Doc. Review Law (or: How I learned to stop worrying and love the Data)

Posted by Umar Khan on October 31, 2019

I am, among other things, a lawyer.

I’m still not exactly sure how I wound up being a lawyer. I had always been fascinated with computers from as far back as I can remember. I published my first website at 12 and started messing around with my sister’s college c++ textbook. But it was decided that I was to become a mechanical engineer. So in O Levels (i.e. high school) I ended up taking all science and advanced math courses. I did well enough in those, but I craved exposure to the humanities so much by that point that in college I abruptly switched to studying things like philosophy and political science. Fast forward to graduation: what do I do now? Law school seemed like the best bet. Another three years and a mountain of debt later I stood initiated into the ranks of those warriors of justice holding up the very foundations of civilization as we know it.

Except, my experience as a lawyer was nothing like what one typically imagines life as a lawyer to be. The job market for lawyers was (and still is) incredibly rough. There didn’t seem to be any room for me even in the non-profit and legal aid sector. I ended up working on a lot of eDiscovery projects which essentially boil down to lawyers doing data mining.

Allow me to present a typical scenario. Two massive corporations sue each other, for something like breach of contract. They both go to court, where they demand that the other party produce all documents in their possession relevant to the litigation. This can be as broad as all e-mails and documents generated by all employees in a certain division going back four or five years. In the old days, this would entail sending vans full of boxes of documents to the requesting party. These days, it is delivered as electronically stored information scraped from the hard drives and servers of the responding party. Often, these data dumps reach up into the terabyte range.

## [EXERCISE SET]
a - Answer these questions about the post on document review law:
(i) At what age did the writer publish a first website?
(ii) What kind of engineer was it decided the writer would become?
(iii) In the old days, how were documents sent to the requesting party?
b - Reproduce the passage of the post on document review law starting at "I am, among" and ending at "we know it.".

## [STORED RECORDS]
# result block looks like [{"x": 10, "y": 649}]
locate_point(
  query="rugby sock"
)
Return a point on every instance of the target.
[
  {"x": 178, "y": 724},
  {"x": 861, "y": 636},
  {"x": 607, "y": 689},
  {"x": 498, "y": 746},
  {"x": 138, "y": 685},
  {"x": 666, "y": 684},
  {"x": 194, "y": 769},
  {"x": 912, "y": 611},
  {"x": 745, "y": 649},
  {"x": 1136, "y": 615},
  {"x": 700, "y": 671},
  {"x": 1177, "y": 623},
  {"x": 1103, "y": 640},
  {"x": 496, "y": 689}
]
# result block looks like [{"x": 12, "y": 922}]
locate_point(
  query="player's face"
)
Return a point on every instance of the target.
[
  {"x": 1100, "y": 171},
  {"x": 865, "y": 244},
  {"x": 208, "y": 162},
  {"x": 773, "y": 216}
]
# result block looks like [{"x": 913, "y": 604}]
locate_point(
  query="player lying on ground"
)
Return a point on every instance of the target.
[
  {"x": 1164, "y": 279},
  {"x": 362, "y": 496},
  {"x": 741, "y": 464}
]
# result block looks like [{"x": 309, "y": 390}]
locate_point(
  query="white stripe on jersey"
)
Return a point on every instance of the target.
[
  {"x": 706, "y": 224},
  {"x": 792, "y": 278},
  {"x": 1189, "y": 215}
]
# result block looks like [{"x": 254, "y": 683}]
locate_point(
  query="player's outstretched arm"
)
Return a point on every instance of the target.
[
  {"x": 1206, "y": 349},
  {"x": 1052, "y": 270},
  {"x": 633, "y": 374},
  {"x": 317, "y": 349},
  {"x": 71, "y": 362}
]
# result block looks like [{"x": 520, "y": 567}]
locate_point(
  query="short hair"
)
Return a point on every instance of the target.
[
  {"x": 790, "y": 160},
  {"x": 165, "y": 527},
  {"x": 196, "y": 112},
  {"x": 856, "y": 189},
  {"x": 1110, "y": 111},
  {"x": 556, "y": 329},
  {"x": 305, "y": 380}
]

## [SOLUTIONS TO THE PROBLEMS]
a -
(i) 12
(ii) A mechanical engineer
(iii) In vans full of boxes of documents

b -
I am, among other things, a lawyer.

I’m still not exactly sure how I wound up being a lawyer. I had always been fascinated with computers from as far back as I can remember. I published my first website at 12 and started messing around with my sister’s college c++ textbook. But it was decided that I was to become a mechanical engineer. So in O Levels (i.e. high school) I ended up taking all science and advanced math courses. I did well enough in those, but I craved exposure to the humanities so much by that point that in college I abruptly switched to studying things like philosophy and political science. Fast forward to graduation: what do I do now? Law school seemed like the best bet. Another three years and a mountain of debt later I stood initiated into the ranks of those warriors of justice holding up the very foundations of civilization as we know it.